Segment Start: Text block
Thursday 8 March 2012

The view from here

Emin has man flu, of course that's just an excuse to snore all bloody night and eat rubbish. Last night he was fumbling around the kitchen searching for food, he managed to burn two lots of toast before dropping a box of a dozen eggs on the floor, much to the dogs delight. Even then he persevered until he went to soften the butter in the microwave and forgot, melting the entire block! He marched out of the house declaring he was off to McDonald's, Leyla begged him to get her a burger but he declared what was good for him was most defiantly not good for her. I then cooked her a chicken burger and just as I was ranting, calling I'm a self centered wanker he walked through the door with a pizza. Leyla took great delight in telling him I called him a wanker, he was way to tired to answer back. Last night, no joke I caught him googling the symptoms of Pneumonia! what a sap.
I am still undecided as to whether Monday was an unmitigated disaster or a brilliant stroke of luck.
I left school bright and early to go to a curators talk at the Tate Britain, the last two talks I've been to have been really very inspiring, so what could go wrong? Picasso and British artists, it sounded great. My intention was to get some face cream before I went as I'm close to the dregs and forgot to top up at the airport. I get the train to Victoria which is THE windiest place on earth, and I am blown down the road before getting seduced by the windows of Zara.
Segment End: Text block
#### Parts of the exercise
a) Answer these questions about the diary post, each on its own line:
(i) What was Emin carrying when he walked back through the door?
(ii) Where was the curators talk the writer left school to attend?
(iii) Whose shop windows tempted the writer after getting off at Victoria?
b) Write out the diary post word for word, beginning at the words that have "Emin has man" and stopping after "what a sap.".
Segment Start: Supplied records
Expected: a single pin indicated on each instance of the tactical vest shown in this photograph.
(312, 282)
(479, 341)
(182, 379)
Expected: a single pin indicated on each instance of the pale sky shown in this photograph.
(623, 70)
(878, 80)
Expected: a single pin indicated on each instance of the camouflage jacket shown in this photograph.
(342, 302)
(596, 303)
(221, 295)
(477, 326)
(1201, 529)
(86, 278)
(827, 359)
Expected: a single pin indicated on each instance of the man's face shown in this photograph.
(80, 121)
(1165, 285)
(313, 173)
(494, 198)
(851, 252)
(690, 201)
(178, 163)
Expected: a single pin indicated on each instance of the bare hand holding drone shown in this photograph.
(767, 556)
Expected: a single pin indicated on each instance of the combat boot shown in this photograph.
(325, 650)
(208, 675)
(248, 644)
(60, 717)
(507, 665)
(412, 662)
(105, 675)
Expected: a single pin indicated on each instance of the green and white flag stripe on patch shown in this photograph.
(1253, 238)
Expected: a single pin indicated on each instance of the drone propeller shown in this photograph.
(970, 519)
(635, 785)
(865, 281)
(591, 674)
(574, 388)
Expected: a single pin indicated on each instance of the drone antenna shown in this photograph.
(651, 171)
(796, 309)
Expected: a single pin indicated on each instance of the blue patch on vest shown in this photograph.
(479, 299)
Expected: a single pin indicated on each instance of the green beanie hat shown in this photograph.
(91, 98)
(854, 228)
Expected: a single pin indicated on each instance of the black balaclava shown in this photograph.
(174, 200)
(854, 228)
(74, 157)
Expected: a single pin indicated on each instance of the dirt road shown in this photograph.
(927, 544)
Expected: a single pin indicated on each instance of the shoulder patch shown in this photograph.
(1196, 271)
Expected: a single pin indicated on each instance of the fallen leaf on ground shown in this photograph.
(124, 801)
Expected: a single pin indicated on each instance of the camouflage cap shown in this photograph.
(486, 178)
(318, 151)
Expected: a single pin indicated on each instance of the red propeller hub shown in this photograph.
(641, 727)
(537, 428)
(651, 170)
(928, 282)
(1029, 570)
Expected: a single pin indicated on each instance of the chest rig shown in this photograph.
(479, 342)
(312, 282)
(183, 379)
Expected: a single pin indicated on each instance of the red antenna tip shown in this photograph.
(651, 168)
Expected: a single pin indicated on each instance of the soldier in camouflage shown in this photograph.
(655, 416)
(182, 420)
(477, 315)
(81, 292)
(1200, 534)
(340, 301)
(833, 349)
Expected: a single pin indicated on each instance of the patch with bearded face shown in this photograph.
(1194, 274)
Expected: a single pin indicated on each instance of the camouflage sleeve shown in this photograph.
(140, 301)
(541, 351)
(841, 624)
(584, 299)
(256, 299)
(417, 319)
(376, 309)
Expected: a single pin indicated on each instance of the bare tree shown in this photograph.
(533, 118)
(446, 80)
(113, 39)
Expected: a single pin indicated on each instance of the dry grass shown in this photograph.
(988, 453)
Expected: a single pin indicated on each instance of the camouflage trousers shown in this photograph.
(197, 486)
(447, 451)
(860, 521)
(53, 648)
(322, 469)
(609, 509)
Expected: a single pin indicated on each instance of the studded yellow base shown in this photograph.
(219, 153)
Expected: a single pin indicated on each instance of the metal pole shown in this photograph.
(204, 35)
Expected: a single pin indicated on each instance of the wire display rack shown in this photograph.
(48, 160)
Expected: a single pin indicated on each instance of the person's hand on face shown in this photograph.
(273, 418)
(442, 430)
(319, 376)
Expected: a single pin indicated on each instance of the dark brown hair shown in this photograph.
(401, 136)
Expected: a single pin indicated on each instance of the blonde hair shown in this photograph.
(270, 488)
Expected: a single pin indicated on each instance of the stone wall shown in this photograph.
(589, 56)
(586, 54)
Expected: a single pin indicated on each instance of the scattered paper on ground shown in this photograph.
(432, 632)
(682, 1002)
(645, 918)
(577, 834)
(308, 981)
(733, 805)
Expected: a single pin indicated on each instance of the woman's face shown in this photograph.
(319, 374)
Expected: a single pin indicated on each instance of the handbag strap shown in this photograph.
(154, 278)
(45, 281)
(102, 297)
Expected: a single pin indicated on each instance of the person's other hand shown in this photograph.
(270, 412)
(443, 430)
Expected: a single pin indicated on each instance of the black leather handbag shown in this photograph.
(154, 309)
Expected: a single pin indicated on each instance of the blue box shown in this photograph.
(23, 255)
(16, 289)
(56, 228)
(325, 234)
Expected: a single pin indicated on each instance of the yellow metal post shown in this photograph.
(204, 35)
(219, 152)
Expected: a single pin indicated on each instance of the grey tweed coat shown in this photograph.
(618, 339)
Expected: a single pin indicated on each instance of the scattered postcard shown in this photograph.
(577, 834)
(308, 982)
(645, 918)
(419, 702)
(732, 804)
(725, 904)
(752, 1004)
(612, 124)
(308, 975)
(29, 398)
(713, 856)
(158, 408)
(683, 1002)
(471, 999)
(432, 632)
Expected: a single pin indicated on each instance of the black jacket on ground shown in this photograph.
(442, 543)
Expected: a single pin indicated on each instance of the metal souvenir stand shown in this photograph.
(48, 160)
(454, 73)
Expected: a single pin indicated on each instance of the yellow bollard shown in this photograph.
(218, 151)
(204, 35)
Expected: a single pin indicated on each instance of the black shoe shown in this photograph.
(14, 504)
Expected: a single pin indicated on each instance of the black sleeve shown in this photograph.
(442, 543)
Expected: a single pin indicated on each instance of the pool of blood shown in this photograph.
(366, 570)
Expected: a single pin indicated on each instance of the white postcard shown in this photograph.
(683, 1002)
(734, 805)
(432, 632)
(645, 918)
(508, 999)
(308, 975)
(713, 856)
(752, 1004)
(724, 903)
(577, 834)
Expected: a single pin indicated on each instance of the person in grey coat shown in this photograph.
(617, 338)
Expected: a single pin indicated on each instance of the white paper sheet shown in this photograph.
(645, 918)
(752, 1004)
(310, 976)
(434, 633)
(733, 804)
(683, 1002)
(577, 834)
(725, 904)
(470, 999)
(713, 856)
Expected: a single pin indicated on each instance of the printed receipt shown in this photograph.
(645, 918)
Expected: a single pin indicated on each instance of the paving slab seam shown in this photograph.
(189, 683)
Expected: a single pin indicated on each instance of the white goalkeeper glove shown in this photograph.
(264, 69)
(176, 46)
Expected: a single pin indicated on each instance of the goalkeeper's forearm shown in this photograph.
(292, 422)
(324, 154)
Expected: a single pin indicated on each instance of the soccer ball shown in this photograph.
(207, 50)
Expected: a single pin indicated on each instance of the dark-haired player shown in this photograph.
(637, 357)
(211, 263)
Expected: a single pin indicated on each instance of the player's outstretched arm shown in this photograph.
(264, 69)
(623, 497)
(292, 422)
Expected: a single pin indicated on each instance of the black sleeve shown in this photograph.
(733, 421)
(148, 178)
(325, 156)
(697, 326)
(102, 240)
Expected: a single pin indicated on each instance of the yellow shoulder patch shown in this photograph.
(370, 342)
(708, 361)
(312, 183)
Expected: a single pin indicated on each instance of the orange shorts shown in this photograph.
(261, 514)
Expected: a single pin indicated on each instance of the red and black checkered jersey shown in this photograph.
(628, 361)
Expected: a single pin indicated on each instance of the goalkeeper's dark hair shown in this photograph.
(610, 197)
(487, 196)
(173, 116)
Segment End: Supplied records
#### Outputs in order
a)
(i) A pizza.
(ii) The Tate Britain.
(iii) Zara's.

b)
Emin has man flu, of course that's just an excuse to snore all bloody night and eat rubbish. Last night he was fumbling around the kitchen searching for food, he managed to burn two lots of toast before dropping a box of a dozen eggs on the floor, much to the dogs delight. Even then he persevered until he went to soften the butter in the microwave and forgot, melting the entire block! He marched out of the house declaring he was off to McDonald's, Leyla begged him to get her a burger but he declared what was good for him was most defiantly not good for her. I then cooked her a chicken burger and just as I was ranting, calling I'm a self centered wanker he walked through the door with a pizza. Leyla took great delight in telling him I called him a wanker, he was way to tired to answer back. Last night, no joke I caught him googling the symptoms of Pneumonia! what a sap.